2018-05-04 09:42:20 青海日报

  在以后的日子里,我梦中的这片天空,还发生过一次引发人们广泛关注的事件,那就是在前几年,似乎是2014年,包括九道河在内的整个上五庄林区,发生了规模不小的陨石坠落事件,这让许多石头玩家特别是陨石爱好者兴奋不已,一时间各种传闻四起,说谁谁谁捡到了多大的陨石,卖了几十万钱,等等,不一而足。

  我如此说,其实是想要告诉自己:头顶上这一方天空,无论祥和宁静还是暴烈恐怖,这都是我放飞梦想最广阔的地方,也是我和先人们共同寄托灵魂必须经历的地方。

练习题目
1) 这篇文章里，作者说了“我如此说”。请照文中的话，说明作者这样说其实是想告诉自己什么。
2) 按这篇文章的说法，那次陨石坠落事件发生在什么地方？
3) 这篇文章用了哪些词来形容头顶上这一方天空？请全部列出。

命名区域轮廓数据
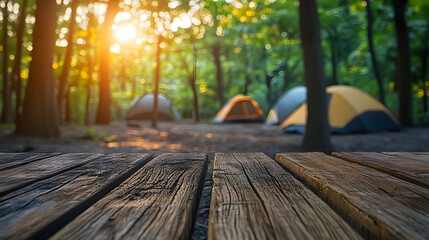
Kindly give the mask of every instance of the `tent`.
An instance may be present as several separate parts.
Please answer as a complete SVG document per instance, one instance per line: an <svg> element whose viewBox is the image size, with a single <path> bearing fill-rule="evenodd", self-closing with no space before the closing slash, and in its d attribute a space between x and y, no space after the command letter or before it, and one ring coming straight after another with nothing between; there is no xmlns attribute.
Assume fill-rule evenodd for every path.
<svg viewBox="0 0 429 240"><path fill-rule="evenodd" d="M150 120L153 115L154 94L149 93L139 96L131 102L131 107L127 111L127 120ZM158 94L158 119L159 120L175 120L180 121L180 116L177 109L174 107L168 98L162 94Z"/></svg>
<svg viewBox="0 0 429 240"><path fill-rule="evenodd" d="M267 125L279 125L303 102L307 100L307 88L304 86L294 87L280 96L274 107L268 113L265 120Z"/></svg>
<svg viewBox="0 0 429 240"><path fill-rule="evenodd" d="M331 132L353 133L399 130L395 116L371 95L350 86L330 86L328 120ZM305 132L307 103L304 102L279 128L284 132Z"/></svg>
<svg viewBox="0 0 429 240"><path fill-rule="evenodd" d="M215 123L263 122L264 112L249 96L236 95L231 98L214 118Z"/></svg>

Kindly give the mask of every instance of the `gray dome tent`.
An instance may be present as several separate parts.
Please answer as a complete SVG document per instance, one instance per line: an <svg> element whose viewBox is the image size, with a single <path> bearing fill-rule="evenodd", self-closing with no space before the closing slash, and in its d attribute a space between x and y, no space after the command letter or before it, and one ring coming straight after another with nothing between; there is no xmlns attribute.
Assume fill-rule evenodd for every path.
<svg viewBox="0 0 429 240"><path fill-rule="evenodd" d="M279 125L303 102L307 101L307 88L298 86L280 96L265 120L267 125Z"/></svg>
<svg viewBox="0 0 429 240"><path fill-rule="evenodd" d="M126 120L150 120L153 115L154 94L149 93L139 96L131 102L127 111ZM158 119L159 120L182 120L176 107L164 95L158 94Z"/></svg>

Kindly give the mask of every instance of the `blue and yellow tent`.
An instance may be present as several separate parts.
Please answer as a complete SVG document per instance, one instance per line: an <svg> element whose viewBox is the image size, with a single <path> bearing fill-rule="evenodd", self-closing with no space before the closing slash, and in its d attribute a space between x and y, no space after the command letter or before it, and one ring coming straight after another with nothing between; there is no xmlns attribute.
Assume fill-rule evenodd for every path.
<svg viewBox="0 0 429 240"><path fill-rule="evenodd" d="M264 112L259 104L251 97L236 95L231 98L216 114L213 122L263 122Z"/></svg>
<svg viewBox="0 0 429 240"><path fill-rule="evenodd" d="M294 87L281 95L274 107L268 113L265 124L280 125L290 114L292 114L302 103L307 101L307 88L304 86Z"/></svg>
<svg viewBox="0 0 429 240"><path fill-rule="evenodd" d="M395 116L377 99L351 86L330 86L328 120L331 132L354 133L399 130ZM307 103L304 102L279 126L284 132L305 132Z"/></svg>

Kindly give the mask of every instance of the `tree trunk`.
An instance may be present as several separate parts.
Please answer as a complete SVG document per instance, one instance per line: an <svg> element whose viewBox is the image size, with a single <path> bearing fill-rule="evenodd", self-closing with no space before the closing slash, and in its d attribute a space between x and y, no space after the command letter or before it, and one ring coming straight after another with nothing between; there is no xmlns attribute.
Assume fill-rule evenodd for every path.
<svg viewBox="0 0 429 240"><path fill-rule="evenodd" d="M153 93L153 115L152 115L152 127L157 127L158 121L158 92L160 82L160 71L161 71L161 35L158 36L156 45L156 67L155 67L155 92Z"/></svg>
<svg viewBox="0 0 429 240"><path fill-rule="evenodd" d="M306 151L330 152L332 146L327 116L326 80L315 0L300 1L299 25L308 107L307 127L302 146Z"/></svg>
<svg viewBox="0 0 429 240"><path fill-rule="evenodd" d="M393 0L395 12L397 55L397 86L399 96L399 121L405 127L413 125L411 105L410 44L405 9L407 0Z"/></svg>
<svg viewBox="0 0 429 240"><path fill-rule="evenodd" d="M57 102L58 102L58 114L60 117L60 123L63 120L64 90L65 90L65 86L67 85L67 79L69 77L69 72L70 72L70 62L71 62L71 56L73 53L73 36L74 36L75 25L76 25L76 10L78 6L79 6L79 0L73 0L71 4L69 32L67 33L66 55L64 57L64 65L61 71L61 76L60 76L59 85L58 85Z"/></svg>
<svg viewBox="0 0 429 240"><path fill-rule="evenodd" d="M100 84L99 102L97 108L96 124L110 124L110 105L112 96L110 92L110 43L112 38L113 19L119 11L119 0L110 0L106 9L106 16L101 30L100 48Z"/></svg>
<svg viewBox="0 0 429 240"><path fill-rule="evenodd" d="M80 79L80 72L82 71L82 68L78 68L77 70L78 71L77 71L77 74L75 75L74 80L66 87L67 88L66 89L66 94L65 94L65 106L66 106L66 109L65 109L65 119L64 120L65 120L65 123L67 123L67 124L72 123L72 120L73 120L72 108L71 108L70 91L71 91L71 88L73 86L77 85L77 82ZM79 103L76 103L76 105L79 105Z"/></svg>
<svg viewBox="0 0 429 240"><path fill-rule="evenodd" d="M337 67L337 45L336 30L333 29L333 33L328 31L329 46L331 47L331 65L332 65L332 82L329 85L338 85L338 67Z"/></svg>
<svg viewBox="0 0 429 240"><path fill-rule="evenodd" d="M87 61L88 61L88 79L86 79L86 99L85 99L85 125L89 126L90 125L90 120L89 120L89 103L91 100L91 82L92 82L92 57L91 57L91 47L88 48L88 56L87 56Z"/></svg>
<svg viewBox="0 0 429 240"><path fill-rule="evenodd" d="M10 110L11 110L11 98L10 98L10 82L9 82L9 52L8 52L8 25L9 25L9 11L7 9L9 0L4 1L3 10L3 108L1 113L1 123L10 123Z"/></svg>
<svg viewBox="0 0 429 240"><path fill-rule="evenodd" d="M245 96L247 96L247 94L249 94L249 86L250 86L250 83L251 83L251 78L250 78L250 75L249 75L250 63L249 63L249 57L248 57L248 52L247 52L246 44L243 45L243 55L244 55L244 65L246 67L246 69L244 71L245 82L244 82L244 92L243 92L243 94Z"/></svg>
<svg viewBox="0 0 429 240"><path fill-rule="evenodd" d="M57 23L55 0L37 0L32 61L26 87L22 117L16 132L44 138L59 137L58 108L52 60Z"/></svg>
<svg viewBox="0 0 429 240"><path fill-rule="evenodd" d="M423 102L423 112L427 113L428 111L428 102L427 102L427 88L426 88L426 73L427 73L427 65L428 65L428 37L429 37L429 20L426 21L426 31L424 33L423 39L422 39L422 46L423 50L420 52L420 59L422 62L422 88L423 88L423 96L422 96L422 102Z"/></svg>
<svg viewBox="0 0 429 240"><path fill-rule="evenodd" d="M194 111L195 111L195 122L200 121L200 111L198 109L198 92L196 89L196 81L197 81L197 50L194 47L194 59L193 59L193 69L192 69L192 92L194 93Z"/></svg>
<svg viewBox="0 0 429 240"><path fill-rule="evenodd" d="M332 85L338 85L337 54L335 43L331 41Z"/></svg>
<svg viewBox="0 0 429 240"><path fill-rule="evenodd" d="M385 97L384 97L384 87L383 87L383 79L381 77L380 70L378 69L378 63L377 63L377 55L375 53L374 49L374 43L373 43L373 24L374 24L374 17L372 15L371 10L371 0L366 1L366 18L367 18L367 24L368 24L368 47L369 52L371 54L371 63L372 63L372 69L374 71L375 78L377 79L378 83L378 95L381 103L385 103Z"/></svg>
<svg viewBox="0 0 429 240"><path fill-rule="evenodd" d="M22 46L24 40L24 30L25 30L25 18L27 17L27 4L28 0L23 0L20 7L21 14L19 16L18 30L16 33L16 56L15 62L12 70L12 84L15 89L15 123L19 121L21 114L21 101L22 101L22 79L21 79L21 58L22 58Z"/></svg>
<svg viewBox="0 0 429 240"><path fill-rule="evenodd" d="M217 80L217 91L221 107L225 104L224 97L224 85L223 85L223 70L222 63L220 61L220 44L217 43L212 47L213 59L216 65L216 80Z"/></svg>

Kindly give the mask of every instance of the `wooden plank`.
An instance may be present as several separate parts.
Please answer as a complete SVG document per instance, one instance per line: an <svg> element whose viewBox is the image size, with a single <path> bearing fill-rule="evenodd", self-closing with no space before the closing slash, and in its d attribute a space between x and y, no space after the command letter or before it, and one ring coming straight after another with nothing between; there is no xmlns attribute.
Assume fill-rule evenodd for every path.
<svg viewBox="0 0 429 240"><path fill-rule="evenodd" d="M139 153L96 155L86 165L0 197L0 239L46 239L131 176L149 157Z"/></svg>
<svg viewBox="0 0 429 240"><path fill-rule="evenodd" d="M161 154L52 239L189 239L205 154Z"/></svg>
<svg viewBox="0 0 429 240"><path fill-rule="evenodd" d="M102 154L94 153L69 153L6 169L0 174L0 196L82 166L101 156Z"/></svg>
<svg viewBox="0 0 429 240"><path fill-rule="evenodd" d="M216 153L209 239L360 239L263 153Z"/></svg>
<svg viewBox="0 0 429 240"><path fill-rule="evenodd" d="M429 188L429 155L411 153L334 152L332 156L370 167L410 183Z"/></svg>
<svg viewBox="0 0 429 240"><path fill-rule="evenodd" d="M277 154L366 238L429 239L429 191L323 153Z"/></svg>
<svg viewBox="0 0 429 240"><path fill-rule="evenodd" d="M429 163L429 152L383 152L383 154Z"/></svg>
<svg viewBox="0 0 429 240"><path fill-rule="evenodd" d="M57 155L60 153L0 153L0 171Z"/></svg>

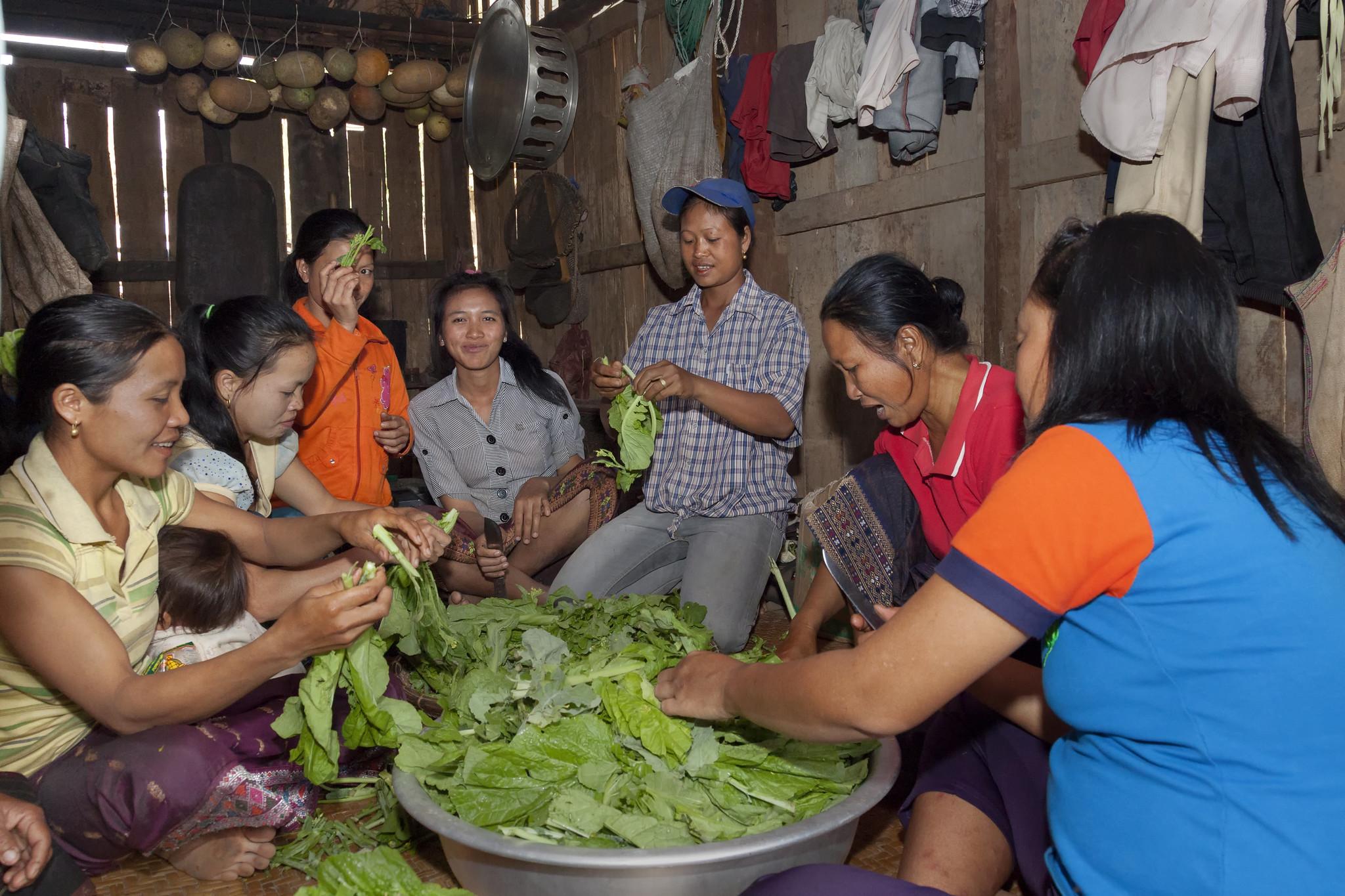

各题答案
1) 作者想告诉自己：头顶上这一方天空，不管祥和宁静还是暴烈恐怖，都是他放飞梦想最广阔的地方，也是他和先人们共同寄托灵魂必须经历的地方。

2) 发生在包括九道河在内的整个上五庄林区。

3) 祥和、宁静、暴烈、恐怖